:: ENTRIES PROVIDED

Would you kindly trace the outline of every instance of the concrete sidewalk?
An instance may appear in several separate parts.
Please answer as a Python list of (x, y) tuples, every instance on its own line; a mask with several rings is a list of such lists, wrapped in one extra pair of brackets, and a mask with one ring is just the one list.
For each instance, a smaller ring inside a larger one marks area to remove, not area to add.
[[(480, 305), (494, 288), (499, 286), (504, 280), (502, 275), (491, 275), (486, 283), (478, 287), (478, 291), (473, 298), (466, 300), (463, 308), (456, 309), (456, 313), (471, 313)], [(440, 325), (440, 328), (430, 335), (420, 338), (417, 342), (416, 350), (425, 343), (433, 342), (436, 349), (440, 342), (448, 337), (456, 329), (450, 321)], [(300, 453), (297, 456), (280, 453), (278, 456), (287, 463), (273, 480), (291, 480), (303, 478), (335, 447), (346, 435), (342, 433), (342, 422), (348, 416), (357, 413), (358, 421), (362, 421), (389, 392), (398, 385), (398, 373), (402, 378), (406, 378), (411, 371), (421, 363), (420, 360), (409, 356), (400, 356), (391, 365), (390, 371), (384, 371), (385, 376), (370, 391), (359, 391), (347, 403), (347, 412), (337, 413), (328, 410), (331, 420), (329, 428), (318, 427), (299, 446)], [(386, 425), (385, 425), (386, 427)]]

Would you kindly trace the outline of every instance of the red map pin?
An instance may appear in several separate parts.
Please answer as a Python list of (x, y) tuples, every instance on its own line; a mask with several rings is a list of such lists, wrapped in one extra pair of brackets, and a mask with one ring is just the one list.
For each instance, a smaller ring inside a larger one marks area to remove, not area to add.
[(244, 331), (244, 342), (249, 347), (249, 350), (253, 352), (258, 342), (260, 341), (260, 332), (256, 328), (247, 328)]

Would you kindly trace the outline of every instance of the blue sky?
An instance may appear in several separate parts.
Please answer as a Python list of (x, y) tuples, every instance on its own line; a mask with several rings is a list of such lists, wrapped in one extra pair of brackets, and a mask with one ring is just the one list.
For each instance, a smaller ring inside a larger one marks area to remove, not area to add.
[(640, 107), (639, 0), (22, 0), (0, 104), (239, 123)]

::::

**ASSIGNMENT**
The answer must be one number, the count of lines above that hold the word "kindly".

**TASK RESULT**
3